Add 12 to every bounding-box coordinate in the answers as you write out the material from the line with "Rapid-fire question: Where does the small" up to and including the line with "0 0 770 499". Keep all other text unchanged, leave out the pictures, and include nothing beyond that range.

INPUT MATERIAL:
····················

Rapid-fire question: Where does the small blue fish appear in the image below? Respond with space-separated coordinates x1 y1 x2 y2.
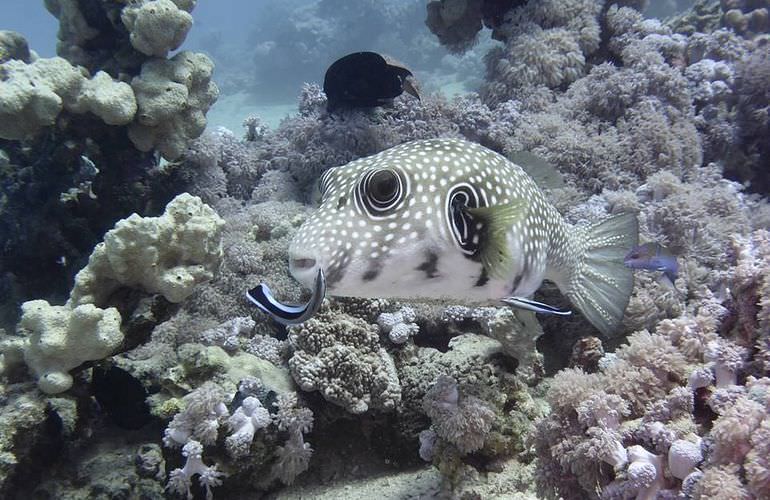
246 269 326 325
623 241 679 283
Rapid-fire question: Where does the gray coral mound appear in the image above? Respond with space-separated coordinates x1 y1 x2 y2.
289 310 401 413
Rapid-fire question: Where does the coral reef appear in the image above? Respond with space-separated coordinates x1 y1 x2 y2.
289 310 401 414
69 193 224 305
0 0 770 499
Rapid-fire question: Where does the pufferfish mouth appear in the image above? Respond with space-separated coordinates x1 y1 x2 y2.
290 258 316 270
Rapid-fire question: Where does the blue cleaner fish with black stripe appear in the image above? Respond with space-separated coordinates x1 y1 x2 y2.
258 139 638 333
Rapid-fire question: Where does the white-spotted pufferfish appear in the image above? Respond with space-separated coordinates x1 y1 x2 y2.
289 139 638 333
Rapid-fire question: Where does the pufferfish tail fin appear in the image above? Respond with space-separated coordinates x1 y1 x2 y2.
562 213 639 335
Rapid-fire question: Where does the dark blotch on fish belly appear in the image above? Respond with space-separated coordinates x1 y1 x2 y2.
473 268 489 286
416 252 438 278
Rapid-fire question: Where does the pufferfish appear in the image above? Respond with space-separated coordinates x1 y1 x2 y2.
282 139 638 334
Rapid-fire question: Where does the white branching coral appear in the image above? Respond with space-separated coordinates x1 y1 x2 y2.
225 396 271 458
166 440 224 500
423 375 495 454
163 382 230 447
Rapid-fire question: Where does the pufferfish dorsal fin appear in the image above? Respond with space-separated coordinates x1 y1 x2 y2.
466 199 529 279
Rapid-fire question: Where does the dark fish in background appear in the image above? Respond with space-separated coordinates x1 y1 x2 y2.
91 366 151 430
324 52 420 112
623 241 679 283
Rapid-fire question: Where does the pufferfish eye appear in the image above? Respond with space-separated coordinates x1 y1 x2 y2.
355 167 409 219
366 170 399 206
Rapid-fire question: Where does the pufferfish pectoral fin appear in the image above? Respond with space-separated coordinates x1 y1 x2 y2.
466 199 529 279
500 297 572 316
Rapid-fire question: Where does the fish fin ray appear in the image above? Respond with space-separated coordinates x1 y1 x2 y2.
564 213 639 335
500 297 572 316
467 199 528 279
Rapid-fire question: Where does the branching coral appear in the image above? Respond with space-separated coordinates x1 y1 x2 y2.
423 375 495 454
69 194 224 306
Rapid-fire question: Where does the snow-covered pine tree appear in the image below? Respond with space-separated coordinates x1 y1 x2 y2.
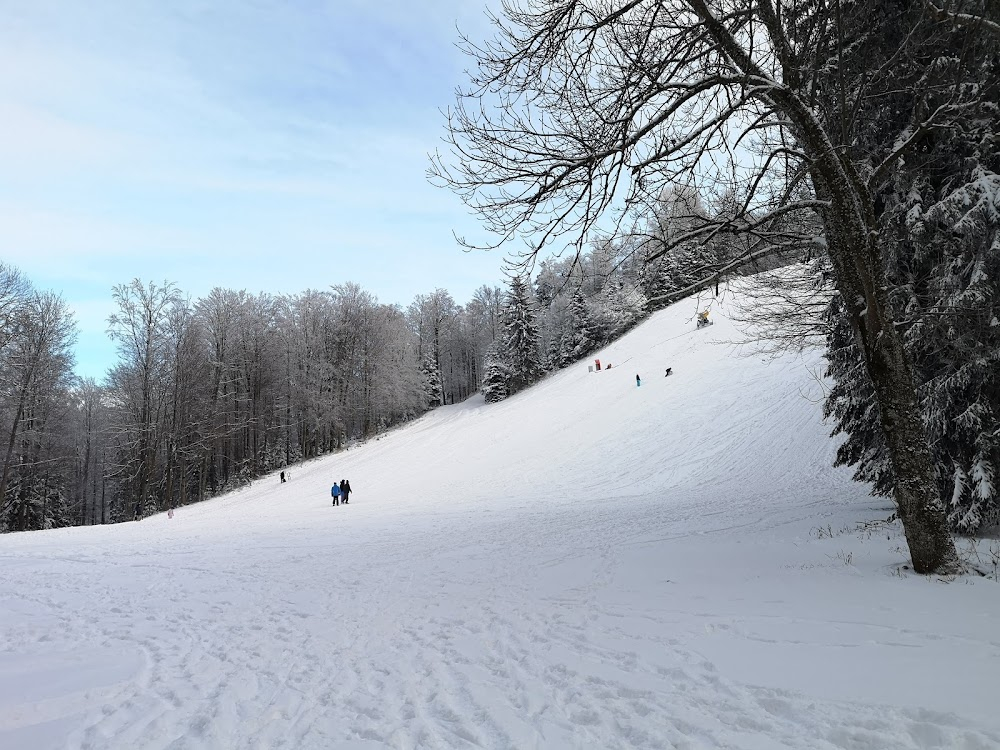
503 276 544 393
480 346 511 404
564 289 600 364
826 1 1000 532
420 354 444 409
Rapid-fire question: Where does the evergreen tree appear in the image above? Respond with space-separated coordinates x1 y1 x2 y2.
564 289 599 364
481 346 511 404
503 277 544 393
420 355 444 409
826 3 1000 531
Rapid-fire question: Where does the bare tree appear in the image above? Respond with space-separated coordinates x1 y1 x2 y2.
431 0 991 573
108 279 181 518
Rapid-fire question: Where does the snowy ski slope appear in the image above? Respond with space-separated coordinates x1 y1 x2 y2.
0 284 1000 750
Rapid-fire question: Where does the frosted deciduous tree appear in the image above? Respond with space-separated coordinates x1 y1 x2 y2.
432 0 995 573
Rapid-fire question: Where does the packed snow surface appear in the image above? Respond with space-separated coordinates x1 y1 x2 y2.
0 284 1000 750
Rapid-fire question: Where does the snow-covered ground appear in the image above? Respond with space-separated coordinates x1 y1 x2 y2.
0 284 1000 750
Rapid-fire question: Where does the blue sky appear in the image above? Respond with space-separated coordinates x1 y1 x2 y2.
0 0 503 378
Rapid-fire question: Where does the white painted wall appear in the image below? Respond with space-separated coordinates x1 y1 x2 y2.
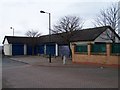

····················

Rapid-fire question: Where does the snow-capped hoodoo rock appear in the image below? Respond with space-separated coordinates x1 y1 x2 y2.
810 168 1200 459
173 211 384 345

····················

RESPONSE TO THE EXERCISE:
Rapid-fire question: Where does the small blue fish appear in the image below? Respond with space-separated coordinates x1 y1 x2 y2.
258 281 338 337
635 253 691 295
Rapid-fire question: Where does the gray coral mound appear in the image above? Respond with space-separated coordinates x1 y1 x2 y2.
301 322 413 425
Rapid-fire question: Where does the coral reef appear in the image above? Respond with space-separated coordinates x1 y1 x2 y2.
301 322 413 426
81 205 236 317
12 12 782 511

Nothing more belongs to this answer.